• **WHAT TO DO**: Write out the part of the bismuth subcitrate text below from "Bismuth subcitrate potassium is a salt" up to and including "of the constituents.", word for word.

Bismuth subcitrate potassium is a bismuth salt used in combination with antibiotics and a proton pump inhibitor for the treatment of Helicobacter pylori infections. [1] [2]

Contents

A fixed-dose combination with the antibiotics metronidazole and tetracycline is sold under the trade name Pylera . [3]

Contraindications

Side effects

A known side effect of bismuth salts is harmless and reversible darkening of tongue and stool by formation of bismuth sulfite. [3] Other side effects of bismuth containing combination therapies are often difficult to assign to a specific component.[ citation needed ]

Interactions

Bismuth absorption is increased by ranitidine and omeprazole. [3]

Pharmacology

Mechanism of action

The mechanism of action of bismuth is not fully known. It has been reasoned to interfere with the function of the bacterial cell membrane, protein and cell wall synthesis, the enzyme urease, cell adhesion, ATP synthesis, and iron transport mechanisms. [3] Bismuth displaces nickel (Ni2+) from active sites of the bacterial urease (UreG), and other bacterial metalloenzymes (e.g., catalase, lipase, fumarase), thereby disrupting acid-neutralization capacity and energy metabolism of H. pylori. [4] Another possible mechanism of action is that the inhibition of bacterial enzyme result in bacterial growth arrest. [4] Bismuth particles induce vacuolization, cell wall degradation, membrane disintegration, and loss of adherence to epithelial cells of the host: [4] bismuth impairs bacterial adhesion to the gastric epithelium and biofilm formation. [4]

Pharmacokinetics

Upon oral administration, bismuth subcitrate undergoes partial dissolution in the acidic gastric environment, with the majority of the dose localizing in the stomach. [5] [4] Although the most of the dose remains unabsorbed, [6] a small portion enters into systemic circulation, and serum concentration reaches (Cmax at 20–30 min) 16–80 ng/mL - levels that exceed the minimum inhibitory concentration for H. pylori (1–8 μg/mL). [7] [4] [5] Co-administration with proton pump inhibitors (PPI) such as omeprazole or H2-antagonists such as famotidine increases serum and tissue concentrations of bismuth, possibly due to greater solubility and less rapid precipitation in less acidic gastric juice. [5]

In the small intestine, unlike the stomach, bismuth subcitrate does not form stable binding layers or antimicrobial reservoirs. At the more alkaline pH, colloidal particles aggregate and precipitate without significant further dissolution or interaction with epithelial or microbial targets. There is no conclusive evidence for microbiological impact of bismuth in the small intestine when administered at therapeutic doses. [8] Upon entry into the large intestine (colon), bismuth is exposed to an anaerobic, sulfur-rich environment maintained by the gut microbiota. Here, it undergoes microbial methylation and sulfide complexation, yielding species such as trimethylbismuth (TMBi) and insoluble bismuth sulfide (Bi2S3), which is responsible for the black coloration of stool during therapy. [8] Despite high total bismuth concentrations in the colon, antimicrobial activity in the colon is negligible because dominant forms of bismuth recovered (insoluble bismuth sulfide and methylated derivatives like TMBi) are microbiologically inactive; transformation into bismuth sulfide not only curtails further absorption but also minimizes potential toxicity and flora disruption. [8]

Chemical properties

Bismuth subcitrate potassium is a salt of bismuth (Bi3+), potassium (K+) and citrate (C6H4O4−7) in a molar ratio of about 1:5:2, with 3 moles of water. It contains about 25.6% (mass percent) bismuth, which is the active moiety, and 22.9% potassium. [3] [9] Other sources give somewhat different ratios of the constituents.

• **INFORMATION SUPPLIED**:

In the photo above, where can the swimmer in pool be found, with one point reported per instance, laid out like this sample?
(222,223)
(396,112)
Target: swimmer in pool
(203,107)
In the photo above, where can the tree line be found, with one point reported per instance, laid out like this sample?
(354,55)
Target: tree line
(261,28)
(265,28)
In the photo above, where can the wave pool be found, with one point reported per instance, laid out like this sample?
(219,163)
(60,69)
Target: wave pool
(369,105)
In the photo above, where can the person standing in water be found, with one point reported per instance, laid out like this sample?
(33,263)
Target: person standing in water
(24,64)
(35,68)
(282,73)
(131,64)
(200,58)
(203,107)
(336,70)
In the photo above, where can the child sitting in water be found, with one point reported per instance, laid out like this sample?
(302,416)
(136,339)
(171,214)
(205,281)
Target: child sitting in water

• **FINISHED TASK**:
Bismuth subcitrate potassium is a salt of bismuth (Bi3+), potassium (K+) and citrate (C6H4O4−7) in a molar ratio of about 1:5:2, with 3 moles of water. It contains about 25.6% (mass percent) bismuth, which is the active moiety, and 22.9% potassium. [3] [9] Other sources give somewhat different ratios of the constituents.